Work instructions: Reformat every line of the listing below as a numbered list, skipping blank lines. Leave the pictures out of the output.

Record list:
# # # #
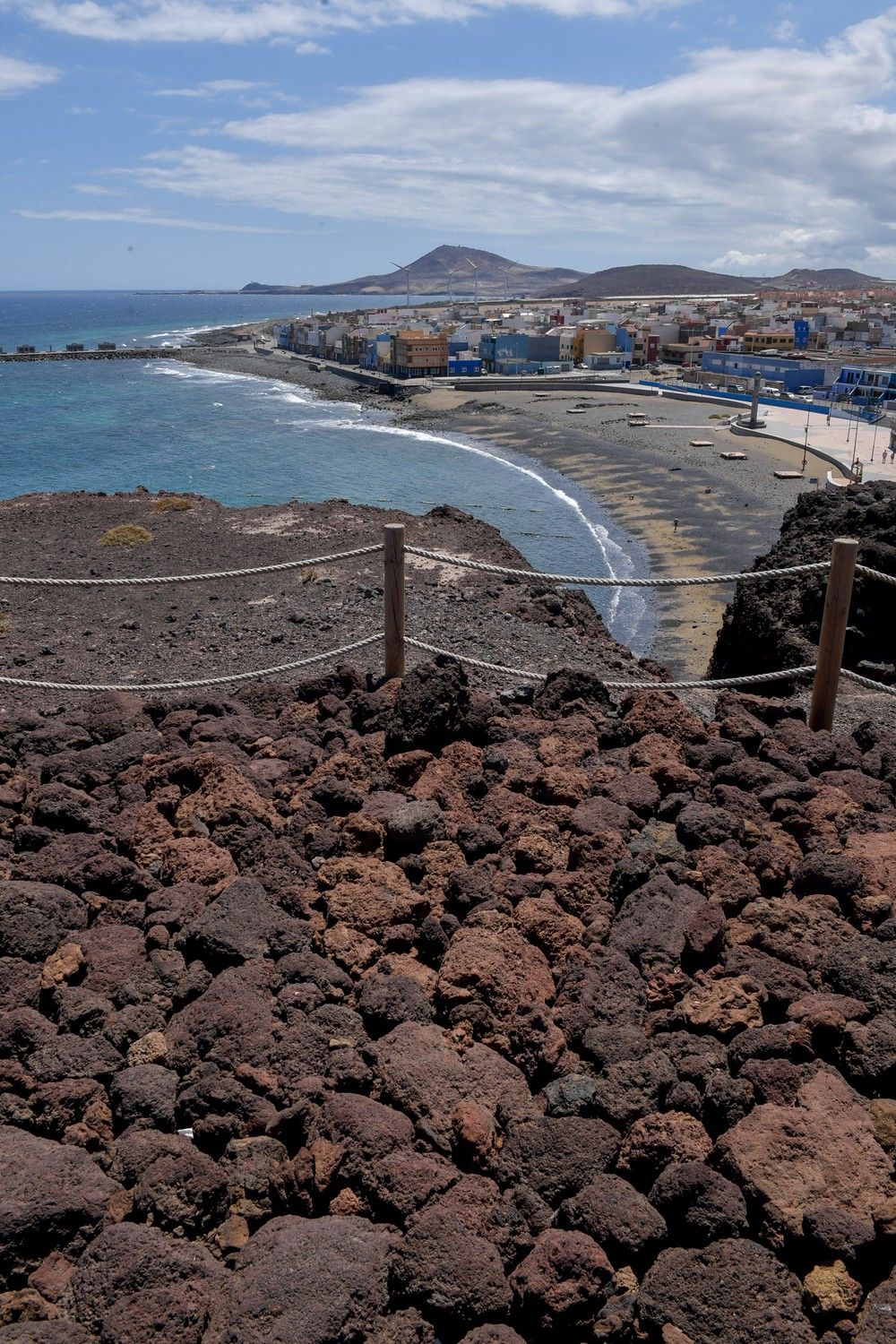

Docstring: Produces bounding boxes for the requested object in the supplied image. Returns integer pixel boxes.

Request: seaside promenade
[747,406,896,483]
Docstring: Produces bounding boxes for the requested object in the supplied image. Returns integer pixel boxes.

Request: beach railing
[0,523,896,730]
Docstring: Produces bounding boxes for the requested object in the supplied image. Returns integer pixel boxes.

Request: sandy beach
[176,343,826,676]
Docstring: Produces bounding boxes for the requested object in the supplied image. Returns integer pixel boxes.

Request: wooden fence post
[383,523,404,677]
[809,537,858,733]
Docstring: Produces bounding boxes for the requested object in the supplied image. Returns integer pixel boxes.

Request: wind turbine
[392,261,411,308]
[503,257,520,304]
[463,257,479,308]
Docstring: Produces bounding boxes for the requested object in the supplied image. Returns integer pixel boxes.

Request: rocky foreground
[708,481,896,685]
[0,664,896,1344]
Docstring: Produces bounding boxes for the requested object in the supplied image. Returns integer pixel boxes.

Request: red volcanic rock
[616,1110,712,1180]
[436,910,554,1030]
[161,836,237,892]
[719,1070,893,1236]
[0,640,896,1344]
[202,1218,393,1344]
[376,1023,536,1144]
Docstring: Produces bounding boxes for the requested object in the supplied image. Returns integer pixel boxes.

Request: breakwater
[0,346,173,365]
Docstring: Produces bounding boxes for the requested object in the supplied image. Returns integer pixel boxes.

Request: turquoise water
[0,296,653,650]
[0,290,424,351]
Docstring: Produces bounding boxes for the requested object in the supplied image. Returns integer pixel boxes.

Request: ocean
[0,293,653,650]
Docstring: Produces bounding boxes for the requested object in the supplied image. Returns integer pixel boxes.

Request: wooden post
[383,523,404,677]
[809,537,858,733]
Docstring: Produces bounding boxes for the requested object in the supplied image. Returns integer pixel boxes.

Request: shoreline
[170,340,806,677]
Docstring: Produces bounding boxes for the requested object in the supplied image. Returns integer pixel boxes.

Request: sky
[0,0,896,289]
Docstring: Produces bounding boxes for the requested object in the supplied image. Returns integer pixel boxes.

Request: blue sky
[0,0,896,289]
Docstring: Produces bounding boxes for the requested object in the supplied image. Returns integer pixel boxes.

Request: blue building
[794,317,809,349]
[831,365,896,410]
[479,332,530,374]
[702,349,825,392]
[449,349,482,378]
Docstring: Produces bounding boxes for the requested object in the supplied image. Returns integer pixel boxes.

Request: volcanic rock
[638,1239,815,1344]
[0,1125,121,1281]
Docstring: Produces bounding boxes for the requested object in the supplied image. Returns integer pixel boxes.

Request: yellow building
[573,327,616,365]
[742,331,794,355]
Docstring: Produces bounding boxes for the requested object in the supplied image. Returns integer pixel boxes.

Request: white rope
[404,636,822,691]
[603,663,815,691]
[840,668,896,695]
[0,631,383,691]
[856,564,896,585]
[404,634,547,682]
[404,546,831,588]
[0,543,383,588]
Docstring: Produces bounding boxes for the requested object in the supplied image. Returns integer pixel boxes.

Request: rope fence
[0,523,896,728]
[404,546,832,589]
[0,543,383,588]
[0,631,383,691]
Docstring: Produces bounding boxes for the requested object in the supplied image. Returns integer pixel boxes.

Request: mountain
[543,266,896,298]
[544,266,756,298]
[758,266,896,289]
[240,244,584,298]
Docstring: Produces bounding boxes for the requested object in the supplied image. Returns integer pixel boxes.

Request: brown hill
[546,265,758,298]
[242,244,583,298]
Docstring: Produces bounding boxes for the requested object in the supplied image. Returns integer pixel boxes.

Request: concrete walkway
[747,406,896,483]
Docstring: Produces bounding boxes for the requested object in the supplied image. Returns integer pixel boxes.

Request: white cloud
[105,10,896,271]
[12,0,694,44]
[0,53,60,96]
[156,80,267,99]
[12,207,289,234]
[770,19,799,46]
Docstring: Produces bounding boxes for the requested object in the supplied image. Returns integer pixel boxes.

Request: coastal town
[274,288,896,414]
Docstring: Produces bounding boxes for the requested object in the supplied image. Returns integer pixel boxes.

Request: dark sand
[177,343,823,676]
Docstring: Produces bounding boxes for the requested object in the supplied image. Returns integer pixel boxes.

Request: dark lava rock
[544,1074,598,1116]
[640,1241,815,1344]
[108,1064,177,1132]
[385,655,470,755]
[853,1273,896,1344]
[511,1228,613,1331]
[392,1209,511,1324]
[825,933,896,1012]
[71,1223,224,1344]
[209,1218,395,1344]
[358,976,433,1038]
[557,1176,667,1266]
[0,1125,121,1276]
[0,1320,97,1344]
[498,1117,619,1206]
[0,882,87,961]
[183,876,301,967]
[650,1163,747,1246]
[385,798,444,857]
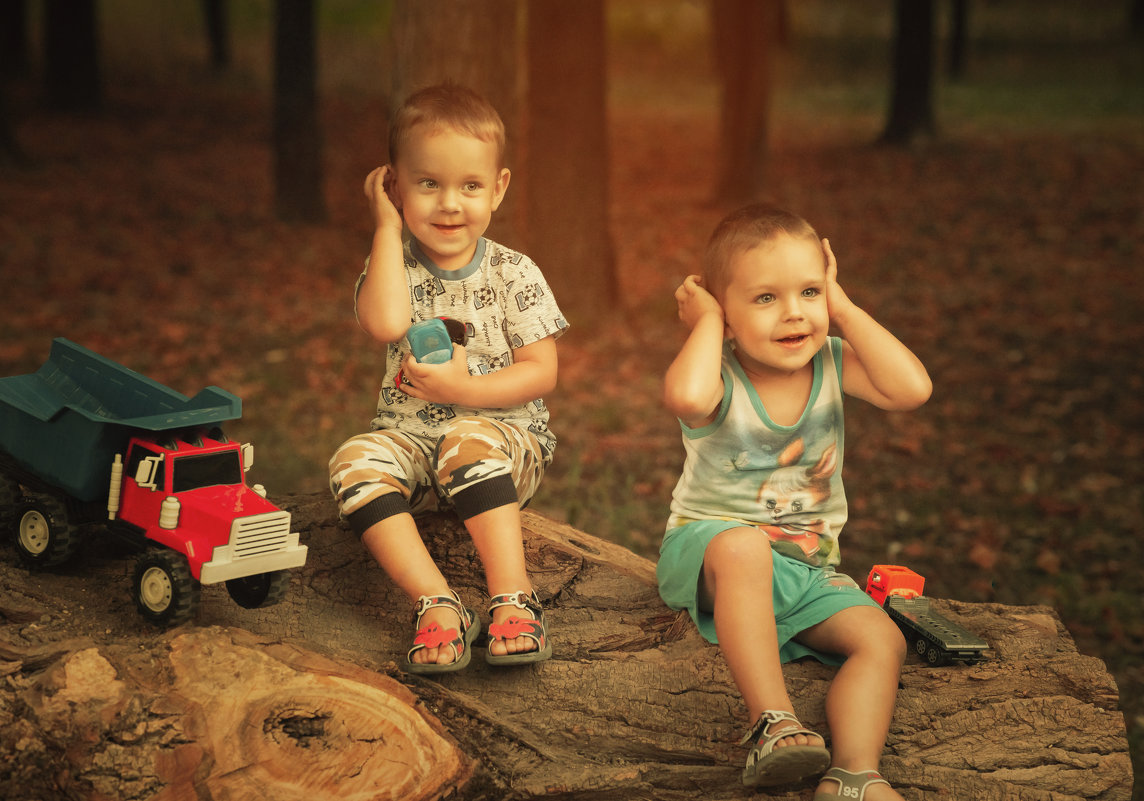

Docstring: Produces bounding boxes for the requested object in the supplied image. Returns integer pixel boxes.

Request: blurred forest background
[0,0,1144,794]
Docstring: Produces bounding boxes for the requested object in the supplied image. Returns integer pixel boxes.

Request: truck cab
# # # #
Complete output:
1. Docstring: Produces bounding boxes for the requested object in the supplied image. Returns integer pixel boxes.
2. Request: seaside promenade
3. [747,406,896,483]
4. Docstring: Produces bounding boxes for the requested object in the supplied image. Returns integer pixel boxes.
5. Request: beach railing
6. [0,523,896,730]
7. Docstring: Produces bounding boxes for the requested object in the supplied image. Returns integer pixel boxes.
8. Request: sandy beach
9. [176,343,826,676]
10. Docstring: Produces bounding boxes for the requested object in the supplied image. Returns integer pixel boxes.
11. Request: wooden fence post
12. [383,523,404,677]
13. [809,537,858,733]
14. Docstring: Produces bounding boxes for the requested object in the supplied image. Returns integer pixel boxes.
15. Request: wind turbine
16. [392,261,411,308]
17. [503,257,520,304]
18. [463,257,479,308]
19. Docstring: Produces bounding boxes for the requested object in the supplied image. Returns integer pixel boxes.
20. Request: rocky foreground
21. [708,481,896,685]
22. [0,664,896,1344]
23. Docstring: Produces bounding boxes for the requested object in the supplied image. Returns integer pixel boxes.
24. Request: red volcanic rock
25. [616,1110,712,1180]
26. [436,910,554,1030]
27. [161,836,237,892]
28. [719,1070,893,1236]
29. [0,640,896,1344]
30. [202,1218,393,1344]
31. [376,1023,536,1144]
32. Docstring: Produces bounding boxes for the requested object in the supplied image. Returns integer pixel boxes.
33. Request: breakwater
34. [0,346,173,365]
35. Docstring: Produces bounding boxes for the requested object in the supplied image. Returns integer pixel boxes.
36. Request: turquoise water
37. [0,296,653,650]
38. [0,290,424,351]
39. Docstring: Produces bounding boxes for the requested object in the supplied image. Returns integer pixel boxes.
40. Request: ocean
41. [0,293,653,650]
42. Docstring: Produces bounding boxes for the requested object in the supplied image. Returns integer pixel boxes.
43. Request: wooden post
44. [383,523,404,677]
45. [809,537,858,733]
46. Docstring: Produces bounding boxes for the requested object in the supplied image. Returns integer pixel boxes.
47. Request: shoreline
48. [170,340,806,677]
49. Docstring: Produces bounding boxes for the requested object in the supplied image. Returns integer pixel boxes.
50. Request: sky
51. [0,0,896,289]
52. Docstring: Produces bounding boxes for the requested object in the supplied image. Returns integer pixel boxes.
53. Request: blue sky
54. [0,0,896,289]
55. Docstring: Produces bounding boxes for the requested object in the supplied image. Returns integer pixel boxes.
56. Request: blue building
57. [794,317,809,349]
58. [831,365,896,410]
59. [479,332,530,374]
60. [702,349,825,392]
61. [449,349,482,378]
62. Docstring: Produces bounding boxes for the requested object in the supplied image. Returns integer pixel boxes.
63. Request: volcanic rock
64. [638,1239,815,1344]
65. [0,1125,121,1281]
66. Docstring: Produces bounding boxes for the requested object in the supplied image. Returns integer pixel boxes.
67. Request: yellow building
68. [573,327,616,365]
69. [742,331,794,355]
70. Docstring: Produces bounding boxes for the requested object in the supplied image. Returns integer pixel boxes.
71. Request: white rope
72. [404,636,822,691]
73. [603,663,815,691]
74. [840,668,896,695]
75. [0,631,383,691]
76. [856,564,896,585]
77. [404,634,547,682]
78. [404,546,831,588]
79. [0,543,383,588]
80. Docstring: Produces bounding boxes for the requested object in the supplied image. Returns integer pixel boxes.
81. Request: rope fence
82. [0,523,896,728]
83. [404,546,832,589]
84. [0,543,383,588]
85. [0,631,383,691]
86. Docstring: Produces bounding boxes for the requested object in the supplied image. Returns integer pixel boxes.
87. Request: mountain
88. [543,266,896,298]
89. [544,266,756,298]
90. [758,266,896,289]
91. [240,244,584,298]
92. Docstring: Produces bounding boxes for the requested object in the supplied image. Returns integer pixel boxes.
93. Request: brown hill
94. [546,265,758,298]
95. [242,244,583,298]
96. Docstring: Produces bounding boxes for the requested object in the supplied image. Returns integer pixel boxes.
97. Request: concrete walkway
98. [747,406,896,483]
99. Docstring: Produces bounding boxes for the requested object in the supplied image. Returns integer pixel boxes.
100. Request: white cloud
101. [105,10,896,271]
102. [12,0,694,44]
103. [0,53,60,96]
104. [156,80,267,99]
105. [12,207,289,234]
106. [770,19,799,46]
107. Docstring: Produces bounding boxes for the requested object in the supplied image. Returns integer pixel boxes.
108. Request: coastal town
109. [274,288,896,414]
110. Docstring: Produces bounding boxes for the requested object in the supplied image. Returns integer pixel boxes.
111. Request: dark sand
112. [177,343,823,676]
113. Docstring: Produces bounding boxes for the requested object in the supplied image. Returns integer pixel boxes.
114. Request: dark lava rock
115. [544,1074,598,1116]
116. [640,1241,815,1344]
117. [108,1064,177,1132]
118. [385,655,470,755]
119. [853,1273,896,1344]
120. [511,1228,613,1331]
121. [392,1209,511,1324]
122. [825,933,896,1012]
123. [71,1223,224,1344]
124. [209,1218,395,1344]
125. [358,976,433,1038]
126. [557,1176,667,1266]
127. [0,1125,121,1276]
128. [0,1320,97,1344]
129. [498,1117,619,1206]
130. [0,882,87,961]
131. [183,876,301,967]
132. [650,1163,747,1246]
133. [385,798,444,857]
134. Docstring: Produces bounding boxes for the requested object in the supplied image. Returns integer pixel boxes.
135. Request: blurred forest background
136. [0,0,1144,794]
137. Docstring: Produces bounding boxes for the requested object in the supplied image. Returns integer pixel boxes.
138. Request: truck cab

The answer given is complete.